With Audition, Kitamura seems to have reached some kind of end point, to have exhausted the possibilities of portraying characters caught in the awareness of their own false positions. In the performative dimension of life, she now finds a reminder of mortality, of how provisional and potentially fruitless one’s efforts are. Xavier, a doppelgänger who shares some of the narrator’s physical features and appears to have copied mannerisms from her stage and screen performances, forces her to see what is rote, vague, or manipulative in gestures she’s repeated too many times in too many different contexts.
Meeting him at an age when the profusion of possible lives that accompanies youth is narrowing (at least offstage), she seems to recognize in him an embodiment of one of those lives—a child she and Tomas didn’t have. She recalls a brief pregnancy that ended in miscarriage, during which the imaginative dimension of their marriage, the shared fantasy realm that sustains any couple, diverged. She remembers how she and Tomas performed for each other during those weeks, each holding back the most salient aspect of their experience. As her own mind struggled to make room for the idea of the baby, she picked up Tomas’s phone one day and discovered a pregnancy-tracking app he had downloaded.
It was like coming upon my husband dressed in another person’s clothes, I couldn’t reconcile the essential austerity of Tomas’s nature, the aesthetic precision of his taste, with the bouncing pea pods and cherries that danced across the screen . . .
Into this old, unacknowledged fissure in their relationship steps Xavier, somewhat alien, somewhat imaginary, but in a manner that suggests all children are—all families a fragile collusion that can be undone by any member. When he tells the narrator he is working for her director, saying he hadn’t wanted her to feel ambushed on finding him in the theater, she responds with an apparent non sequitur that is also, she thinks, “a kind of peace offering or confession”—an admission, perhaps, that what she has previously seen as “his personal delusion” is in fact a joint fantasy, a collaborative performance, as if each of them has, for their own private reasons, invented the other: “You can be entranced by an idea, I said, and at a certain point you can no longer see the edges of it.”
Losing track of the edge is her gift, her vocation. As she tells Xavier: “In some ways the part is only working if I lose sight of the shore.” Mulling over the degree to which a performer should intend, understand, and control her performance, she offers a story about another actor. She had agreed to work with this man, whom she had previously dismissed as lazy and overrated, on the basis of his revelatory turn in a film called Salvation, only to discover too late that this so-called performance had been no such thing. The painful, affecting turmoil and confusion he conveys is real, as he is losing his faculties and is groping around in each scene for the lines that have been hidden on scraps of paper around the set. Watching it again with this knowledge, Salvation is reduced for her to a “snuff film.”
“I wondered also if that wasn’t the point of a performance,” she notes:
that it preserved our innocence, that it allowed us to live with the hypocrisies of our desire. Because in fact we don’t want to see the thing itself, on a screen or on a stage, we don’t want to see actual pain or suffering or death, but its representation. Our awareness of the performance is what allows us to enjoy the emotion, to creep close to it and breathe in its atmosphere.
In both art and life, Kitamura suggests, we rely on shared, protective illusions, on sustaining a level of denial without which we couldn’t continue to perform our roles. A person effectively alone, refusing to express or even to know what is most important about her own life—whether or not the reader feels a shudder of recognition, it’s unclear where the project can go from there.

◆ Records for the exercise ◆
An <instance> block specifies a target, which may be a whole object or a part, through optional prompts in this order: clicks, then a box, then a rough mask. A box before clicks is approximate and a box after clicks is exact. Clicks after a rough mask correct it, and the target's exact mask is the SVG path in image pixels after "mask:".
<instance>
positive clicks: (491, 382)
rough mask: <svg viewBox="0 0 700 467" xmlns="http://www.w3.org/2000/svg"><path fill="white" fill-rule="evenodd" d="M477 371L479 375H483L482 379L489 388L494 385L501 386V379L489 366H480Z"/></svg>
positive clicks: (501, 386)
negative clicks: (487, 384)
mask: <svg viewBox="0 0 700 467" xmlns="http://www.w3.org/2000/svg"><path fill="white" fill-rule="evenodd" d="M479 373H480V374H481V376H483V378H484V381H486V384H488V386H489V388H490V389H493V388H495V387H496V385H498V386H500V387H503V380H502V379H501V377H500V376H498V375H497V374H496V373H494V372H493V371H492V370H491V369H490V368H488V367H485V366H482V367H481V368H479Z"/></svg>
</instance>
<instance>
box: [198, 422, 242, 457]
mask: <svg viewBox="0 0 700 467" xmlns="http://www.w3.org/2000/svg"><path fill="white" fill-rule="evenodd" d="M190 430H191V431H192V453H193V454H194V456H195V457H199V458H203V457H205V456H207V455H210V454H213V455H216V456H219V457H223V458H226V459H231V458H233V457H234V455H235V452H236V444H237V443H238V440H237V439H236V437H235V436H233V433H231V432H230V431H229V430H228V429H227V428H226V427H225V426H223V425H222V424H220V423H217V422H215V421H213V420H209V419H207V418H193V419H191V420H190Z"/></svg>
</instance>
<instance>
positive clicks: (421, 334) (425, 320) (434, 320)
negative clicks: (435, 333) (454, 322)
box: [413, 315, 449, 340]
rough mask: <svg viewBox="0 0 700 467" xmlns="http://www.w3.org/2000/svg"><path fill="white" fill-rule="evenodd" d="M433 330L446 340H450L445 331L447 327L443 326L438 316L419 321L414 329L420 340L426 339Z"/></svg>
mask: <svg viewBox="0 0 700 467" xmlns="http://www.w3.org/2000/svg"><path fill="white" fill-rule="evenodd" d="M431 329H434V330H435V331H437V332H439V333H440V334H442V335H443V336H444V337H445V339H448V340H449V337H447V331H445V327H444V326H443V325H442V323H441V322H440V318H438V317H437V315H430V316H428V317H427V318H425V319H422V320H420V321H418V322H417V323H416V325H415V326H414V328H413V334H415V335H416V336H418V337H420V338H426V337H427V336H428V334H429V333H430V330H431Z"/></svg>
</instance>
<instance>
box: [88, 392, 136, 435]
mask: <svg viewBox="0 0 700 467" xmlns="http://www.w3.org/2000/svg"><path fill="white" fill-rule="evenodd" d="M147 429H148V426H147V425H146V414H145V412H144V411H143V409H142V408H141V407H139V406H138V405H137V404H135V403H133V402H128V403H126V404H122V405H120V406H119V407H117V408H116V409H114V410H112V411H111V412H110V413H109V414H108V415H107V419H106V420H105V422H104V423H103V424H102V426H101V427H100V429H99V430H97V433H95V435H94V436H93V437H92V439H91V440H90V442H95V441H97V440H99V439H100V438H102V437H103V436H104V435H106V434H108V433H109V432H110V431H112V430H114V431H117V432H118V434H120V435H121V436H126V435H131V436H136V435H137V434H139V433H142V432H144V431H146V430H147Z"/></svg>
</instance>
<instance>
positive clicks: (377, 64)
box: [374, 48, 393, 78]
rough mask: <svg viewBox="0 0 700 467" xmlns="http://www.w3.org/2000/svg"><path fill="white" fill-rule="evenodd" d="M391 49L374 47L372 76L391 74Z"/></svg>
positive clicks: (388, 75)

==

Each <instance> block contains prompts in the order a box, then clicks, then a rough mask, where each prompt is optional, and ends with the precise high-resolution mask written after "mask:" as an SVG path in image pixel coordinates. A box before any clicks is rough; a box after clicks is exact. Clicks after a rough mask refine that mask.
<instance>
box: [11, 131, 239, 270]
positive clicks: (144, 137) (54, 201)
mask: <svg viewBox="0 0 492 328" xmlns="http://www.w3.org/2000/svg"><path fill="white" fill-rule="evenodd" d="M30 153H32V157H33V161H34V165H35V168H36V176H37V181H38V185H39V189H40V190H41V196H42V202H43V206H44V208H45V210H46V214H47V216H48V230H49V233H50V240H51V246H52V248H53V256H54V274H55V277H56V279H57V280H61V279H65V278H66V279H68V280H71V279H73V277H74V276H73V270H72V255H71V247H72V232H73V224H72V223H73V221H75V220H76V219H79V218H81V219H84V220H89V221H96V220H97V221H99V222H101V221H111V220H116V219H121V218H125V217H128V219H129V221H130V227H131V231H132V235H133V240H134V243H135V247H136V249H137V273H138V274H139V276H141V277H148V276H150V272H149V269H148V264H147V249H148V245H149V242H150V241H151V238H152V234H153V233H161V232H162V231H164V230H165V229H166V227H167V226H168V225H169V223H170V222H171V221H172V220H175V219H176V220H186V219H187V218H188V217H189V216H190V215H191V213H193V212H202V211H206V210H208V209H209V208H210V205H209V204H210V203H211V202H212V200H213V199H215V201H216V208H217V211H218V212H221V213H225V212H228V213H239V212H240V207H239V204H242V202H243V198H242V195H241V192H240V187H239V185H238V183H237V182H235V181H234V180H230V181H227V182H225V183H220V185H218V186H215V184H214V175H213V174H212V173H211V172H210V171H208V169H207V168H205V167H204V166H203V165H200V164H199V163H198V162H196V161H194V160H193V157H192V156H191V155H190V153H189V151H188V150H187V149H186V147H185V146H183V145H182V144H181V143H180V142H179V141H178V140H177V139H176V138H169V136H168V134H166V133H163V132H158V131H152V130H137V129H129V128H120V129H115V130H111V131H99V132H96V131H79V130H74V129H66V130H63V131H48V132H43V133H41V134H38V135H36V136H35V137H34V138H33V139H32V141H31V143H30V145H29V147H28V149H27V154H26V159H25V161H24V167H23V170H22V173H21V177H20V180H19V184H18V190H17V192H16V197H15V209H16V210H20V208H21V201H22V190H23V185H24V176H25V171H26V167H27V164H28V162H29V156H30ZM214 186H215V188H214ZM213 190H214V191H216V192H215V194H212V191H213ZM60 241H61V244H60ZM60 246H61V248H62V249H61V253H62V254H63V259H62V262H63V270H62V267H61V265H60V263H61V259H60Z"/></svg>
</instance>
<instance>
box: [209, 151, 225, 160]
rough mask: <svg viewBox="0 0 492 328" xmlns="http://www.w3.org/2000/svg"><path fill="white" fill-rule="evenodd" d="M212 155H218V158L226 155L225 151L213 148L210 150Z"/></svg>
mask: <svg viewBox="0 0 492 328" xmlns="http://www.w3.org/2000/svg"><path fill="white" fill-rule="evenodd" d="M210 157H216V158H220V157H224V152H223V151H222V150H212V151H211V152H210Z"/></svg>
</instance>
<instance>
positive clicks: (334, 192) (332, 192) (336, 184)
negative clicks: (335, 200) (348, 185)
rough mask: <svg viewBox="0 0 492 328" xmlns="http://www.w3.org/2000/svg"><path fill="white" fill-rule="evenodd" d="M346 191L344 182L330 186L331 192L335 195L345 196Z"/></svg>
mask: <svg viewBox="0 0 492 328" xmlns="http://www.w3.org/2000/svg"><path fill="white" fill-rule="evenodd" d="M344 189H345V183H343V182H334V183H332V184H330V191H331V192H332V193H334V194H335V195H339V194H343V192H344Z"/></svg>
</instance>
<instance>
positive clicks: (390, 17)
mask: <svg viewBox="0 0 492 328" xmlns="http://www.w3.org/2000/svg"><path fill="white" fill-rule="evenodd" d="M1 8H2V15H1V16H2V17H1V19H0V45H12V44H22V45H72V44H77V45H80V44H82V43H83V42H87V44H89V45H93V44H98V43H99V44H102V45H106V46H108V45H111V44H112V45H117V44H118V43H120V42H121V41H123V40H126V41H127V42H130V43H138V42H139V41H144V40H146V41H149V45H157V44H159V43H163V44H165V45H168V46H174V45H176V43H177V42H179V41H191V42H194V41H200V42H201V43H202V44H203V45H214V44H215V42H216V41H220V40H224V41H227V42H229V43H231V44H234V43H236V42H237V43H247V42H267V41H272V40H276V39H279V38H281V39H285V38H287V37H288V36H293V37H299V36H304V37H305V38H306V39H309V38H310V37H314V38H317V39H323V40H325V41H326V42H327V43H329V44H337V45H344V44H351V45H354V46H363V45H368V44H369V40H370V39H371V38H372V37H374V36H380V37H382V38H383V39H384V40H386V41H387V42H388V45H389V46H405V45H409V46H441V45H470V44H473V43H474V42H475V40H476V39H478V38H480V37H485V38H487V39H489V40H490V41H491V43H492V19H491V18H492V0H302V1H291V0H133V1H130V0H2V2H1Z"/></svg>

◆ Required work ◆
[a] In the passage about Kitamura's Audition, what had Tomas downloaded onto his phone?
[b] Print the records from the line holding "330L446 340H450L445 331L447" through the line holding "positive clicks: (388, 75)", with both of those lines included.
The text and the records come from two unrelated sources.

◆ Answers to the problems ◆
[a] A pregnancy-tracking app.

[b]
rough mask: <svg viewBox="0 0 700 467" xmlns="http://www.w3.org/2000/svg"><path fill="white" fill-rule="evenodd" d="M433 330L446 340H450L445 331L447 327L443 326L438 316L419 321L414 329L420 340L426 339Z"/></svg>
mask: <svg viewBox="0 0 700 467" xmlns="http://www.w3.org/2000/svg"><path fill="white" fill-rule="evenodd" d="M431 329H434V330H435V331H437V332H439V333H440V334H442V335H443V336H444V337H445V339H448V340H449V337H447V331H445V327H444V326H443V325H442V323H441V322H440V318H438V317H437V315H430V316H428V317H427V318H425V319H422V320H420V321H418V322H417V323H416V325H415V326H414V328H413V334H415V335H416V336H418V337H420V338H426V337H427V336H428V334H429V333H430V330H431Z"/></svg>
</instance>
<instance>
box: [88, 392, 136, 435]
mask: <svg viewBox="0 0 700 467" xmlns="http://www.w3.org/2000/svg"><path fill="white" fill-rule="evenodd" d="M147 429H148V426H147V425H146V414H145V412H144V411H143V409H142V408H141V407H139V406H138V405H137V404H135V403H133V402H128V403H126V404H122V405H120V406H119V407H117V408H116V409H114V410H112V411H111V412H110V413H109V414H108V415H107V419H106V420H105V422H104V423H103V424H102V426H101V427H100V429H99V430H97V433H95V435H94V436H93V437H92V439H91V440H90V442H95V441H97V440H99V439H100V438H102V437H103V436H104V435H106V434H108V433H109V432H110V431H112V430H114V431H117V432H118V434H120V435H121V436H126V435H131V436H136V435H137V434H139V433H142V432H144V431H146V430H147Z"/></svg>
</instance>
<instance>
positive clicks: (377, 64)
box: [374, 48, 393, 78]
rough mask: <svg viewBox="0 0 700 467" xmlns="http://www.w3.org/2000/svg"><path fill="white" fill-rule="evenodd" d="M391 49L374 47L372 76L391 74Z"/></svg>
positive clicks: (388, 75)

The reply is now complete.